PROBLEM DESCRIPTION:
Please give the entries below again exactly, omitting every picture.

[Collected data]
========

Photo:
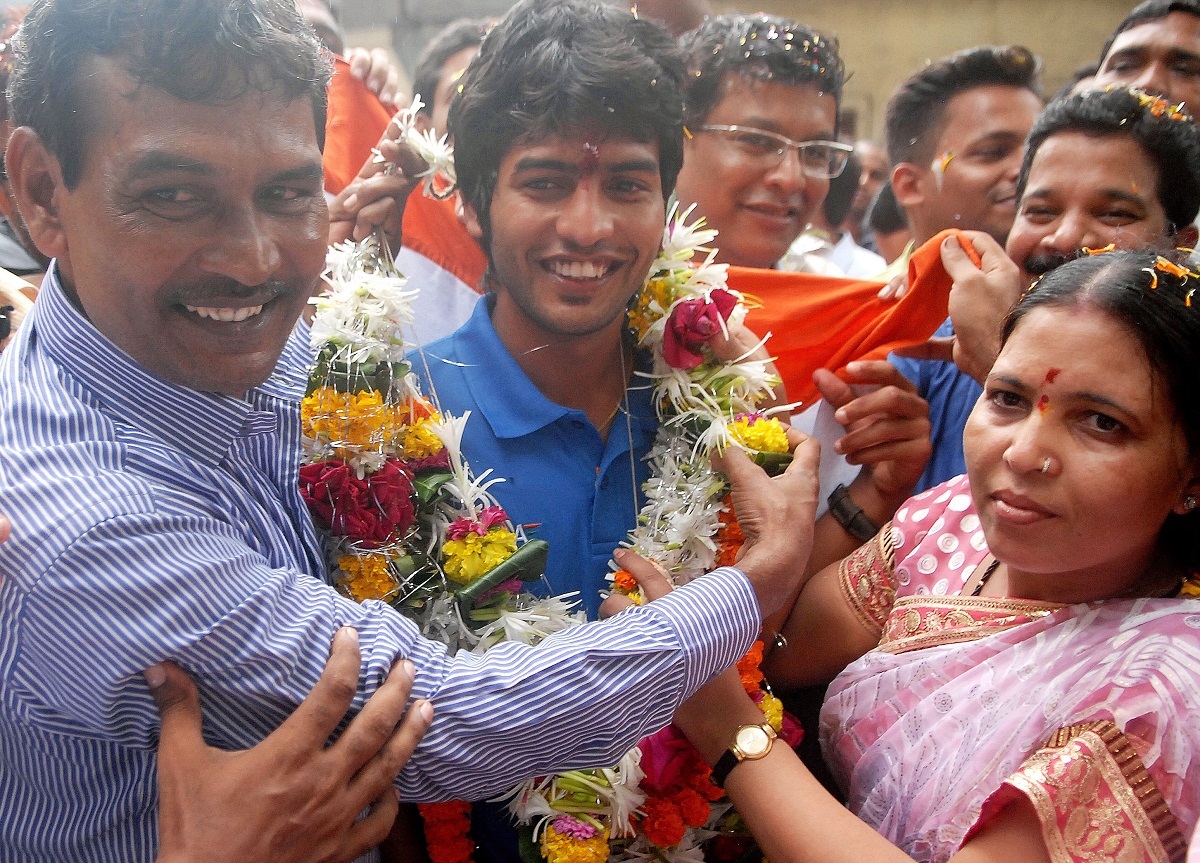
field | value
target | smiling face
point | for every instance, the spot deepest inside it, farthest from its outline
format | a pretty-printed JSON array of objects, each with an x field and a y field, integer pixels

========

SOLVED EXERCISE:
Photo:
field | value
target | smiling face
point | for every instance, the spot deepest inside it, farthest from its outline
format | a pretty-printed JSON array of objects, each with an x field and a y field, integer pixels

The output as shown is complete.